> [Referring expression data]

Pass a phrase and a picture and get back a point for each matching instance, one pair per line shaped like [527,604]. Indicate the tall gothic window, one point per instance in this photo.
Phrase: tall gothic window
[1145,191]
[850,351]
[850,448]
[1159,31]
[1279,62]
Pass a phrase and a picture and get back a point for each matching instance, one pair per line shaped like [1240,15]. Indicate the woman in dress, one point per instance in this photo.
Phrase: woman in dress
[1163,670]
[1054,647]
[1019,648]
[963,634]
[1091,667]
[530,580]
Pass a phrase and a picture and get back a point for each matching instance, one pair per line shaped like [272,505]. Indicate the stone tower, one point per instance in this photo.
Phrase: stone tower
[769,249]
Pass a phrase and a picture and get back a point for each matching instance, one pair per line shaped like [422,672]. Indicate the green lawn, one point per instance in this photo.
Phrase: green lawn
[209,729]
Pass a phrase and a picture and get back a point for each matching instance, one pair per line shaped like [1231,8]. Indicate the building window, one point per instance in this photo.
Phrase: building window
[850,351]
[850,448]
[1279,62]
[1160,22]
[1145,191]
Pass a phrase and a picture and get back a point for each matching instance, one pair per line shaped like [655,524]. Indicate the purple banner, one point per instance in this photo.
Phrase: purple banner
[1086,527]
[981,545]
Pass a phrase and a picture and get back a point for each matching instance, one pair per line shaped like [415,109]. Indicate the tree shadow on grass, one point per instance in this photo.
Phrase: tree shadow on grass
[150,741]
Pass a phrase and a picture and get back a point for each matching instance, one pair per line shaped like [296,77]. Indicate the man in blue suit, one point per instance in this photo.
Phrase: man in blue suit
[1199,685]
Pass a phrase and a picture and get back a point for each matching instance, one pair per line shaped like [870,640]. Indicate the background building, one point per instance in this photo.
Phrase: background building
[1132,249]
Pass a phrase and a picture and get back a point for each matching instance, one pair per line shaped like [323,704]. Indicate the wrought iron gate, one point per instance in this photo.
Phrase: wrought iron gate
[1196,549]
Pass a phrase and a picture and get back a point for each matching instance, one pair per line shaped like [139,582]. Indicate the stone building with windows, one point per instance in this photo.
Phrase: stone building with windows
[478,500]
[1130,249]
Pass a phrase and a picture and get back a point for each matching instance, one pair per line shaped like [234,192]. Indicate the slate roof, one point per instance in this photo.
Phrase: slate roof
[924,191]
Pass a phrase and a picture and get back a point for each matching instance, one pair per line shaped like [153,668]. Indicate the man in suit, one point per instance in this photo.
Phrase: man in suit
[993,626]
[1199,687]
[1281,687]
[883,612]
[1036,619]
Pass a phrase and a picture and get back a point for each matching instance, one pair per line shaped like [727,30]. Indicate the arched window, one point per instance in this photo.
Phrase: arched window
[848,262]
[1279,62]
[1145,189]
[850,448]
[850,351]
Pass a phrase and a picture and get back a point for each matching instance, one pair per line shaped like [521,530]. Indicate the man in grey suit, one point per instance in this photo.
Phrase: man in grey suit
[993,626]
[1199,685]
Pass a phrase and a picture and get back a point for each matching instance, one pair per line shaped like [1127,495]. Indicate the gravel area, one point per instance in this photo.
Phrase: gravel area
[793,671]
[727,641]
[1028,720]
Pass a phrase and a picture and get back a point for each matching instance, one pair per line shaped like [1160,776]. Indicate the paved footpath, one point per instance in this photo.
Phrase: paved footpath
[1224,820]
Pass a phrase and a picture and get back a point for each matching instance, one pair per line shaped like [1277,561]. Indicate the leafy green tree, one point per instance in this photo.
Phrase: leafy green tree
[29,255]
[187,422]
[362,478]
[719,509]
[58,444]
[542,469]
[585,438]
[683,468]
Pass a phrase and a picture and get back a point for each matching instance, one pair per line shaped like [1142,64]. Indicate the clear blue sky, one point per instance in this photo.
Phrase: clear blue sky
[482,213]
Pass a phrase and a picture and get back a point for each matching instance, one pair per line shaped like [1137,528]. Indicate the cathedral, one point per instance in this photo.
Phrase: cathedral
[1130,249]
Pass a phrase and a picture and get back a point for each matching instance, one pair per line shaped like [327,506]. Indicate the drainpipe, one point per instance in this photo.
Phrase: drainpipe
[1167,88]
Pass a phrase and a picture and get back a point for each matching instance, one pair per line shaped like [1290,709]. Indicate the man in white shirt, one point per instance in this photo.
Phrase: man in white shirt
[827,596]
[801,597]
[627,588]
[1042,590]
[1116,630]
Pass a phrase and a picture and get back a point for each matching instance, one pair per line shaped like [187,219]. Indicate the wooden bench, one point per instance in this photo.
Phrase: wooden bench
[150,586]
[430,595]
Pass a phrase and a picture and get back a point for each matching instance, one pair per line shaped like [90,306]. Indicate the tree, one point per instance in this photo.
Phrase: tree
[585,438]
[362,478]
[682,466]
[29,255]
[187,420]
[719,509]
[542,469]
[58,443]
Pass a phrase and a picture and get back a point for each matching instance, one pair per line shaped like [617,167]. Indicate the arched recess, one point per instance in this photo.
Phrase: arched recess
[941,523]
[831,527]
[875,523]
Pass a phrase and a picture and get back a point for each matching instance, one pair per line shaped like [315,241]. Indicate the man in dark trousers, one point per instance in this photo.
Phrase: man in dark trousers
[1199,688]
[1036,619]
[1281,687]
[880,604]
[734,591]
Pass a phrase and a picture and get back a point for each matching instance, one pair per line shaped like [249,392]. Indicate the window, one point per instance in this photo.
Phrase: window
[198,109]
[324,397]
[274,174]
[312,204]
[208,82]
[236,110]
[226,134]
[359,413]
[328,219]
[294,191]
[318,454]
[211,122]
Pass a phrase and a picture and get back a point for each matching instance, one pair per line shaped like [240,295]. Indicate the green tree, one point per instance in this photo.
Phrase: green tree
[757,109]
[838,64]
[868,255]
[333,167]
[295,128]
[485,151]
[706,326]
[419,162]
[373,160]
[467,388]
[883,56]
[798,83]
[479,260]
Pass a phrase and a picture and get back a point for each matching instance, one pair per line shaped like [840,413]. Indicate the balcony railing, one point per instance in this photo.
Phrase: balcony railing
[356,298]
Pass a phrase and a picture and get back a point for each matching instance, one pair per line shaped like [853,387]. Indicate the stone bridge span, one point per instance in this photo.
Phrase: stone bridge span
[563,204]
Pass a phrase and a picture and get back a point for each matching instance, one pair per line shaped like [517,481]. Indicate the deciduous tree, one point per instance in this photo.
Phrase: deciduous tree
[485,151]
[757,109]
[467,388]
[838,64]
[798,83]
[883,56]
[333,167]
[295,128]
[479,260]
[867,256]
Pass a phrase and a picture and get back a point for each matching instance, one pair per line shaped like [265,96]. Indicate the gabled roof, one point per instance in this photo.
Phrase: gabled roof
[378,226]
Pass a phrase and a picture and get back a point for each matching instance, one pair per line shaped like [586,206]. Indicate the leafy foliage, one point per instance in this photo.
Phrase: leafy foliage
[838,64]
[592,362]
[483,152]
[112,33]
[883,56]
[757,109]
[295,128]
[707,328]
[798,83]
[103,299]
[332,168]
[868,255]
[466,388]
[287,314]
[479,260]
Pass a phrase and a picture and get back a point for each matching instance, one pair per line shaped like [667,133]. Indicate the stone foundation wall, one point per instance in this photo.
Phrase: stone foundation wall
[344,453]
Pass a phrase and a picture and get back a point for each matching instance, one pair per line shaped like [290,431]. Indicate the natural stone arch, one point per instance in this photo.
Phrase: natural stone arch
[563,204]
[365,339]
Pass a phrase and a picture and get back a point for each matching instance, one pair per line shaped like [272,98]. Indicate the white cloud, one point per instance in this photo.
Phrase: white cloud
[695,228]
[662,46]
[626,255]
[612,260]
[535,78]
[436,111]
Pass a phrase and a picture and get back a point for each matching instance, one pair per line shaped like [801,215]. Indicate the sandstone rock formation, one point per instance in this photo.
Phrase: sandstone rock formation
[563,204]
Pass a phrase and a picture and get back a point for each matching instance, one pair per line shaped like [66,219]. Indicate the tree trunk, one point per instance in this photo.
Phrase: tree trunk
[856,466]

> [REQUIRED ACTION]
Above are the records. Print exactly, and only, the lines from the line with "shaped like [90,306]." to the line with "trousers, one point per instance in this photo.", both inclusive.

> [YOUR SOLUTION]
Pass a phrase and a picture and get back a point for each matching instance, one pair per line shaped like [90,306]. Indicate the tree, one point per instance in this photo.
Phrase: tree
[585,438]
[362,478]
[682,466]
[29,255]
[187,420]
[719,509]
[542,469]
[58,443]
Pass a phrase and a picture and get back a point for each matching instance, one pair per line shaped like [617,167]. Indicate the arched recess, one point per instance in this photo.
Phrase: arched recess
[941,523]
[831,527]
[875,523]
Pass a phrase and a picture and get back a point for each matching instance, one pair per line shaped like [315,241]. Indicate the man in dark trousers, one point per instance in this photo.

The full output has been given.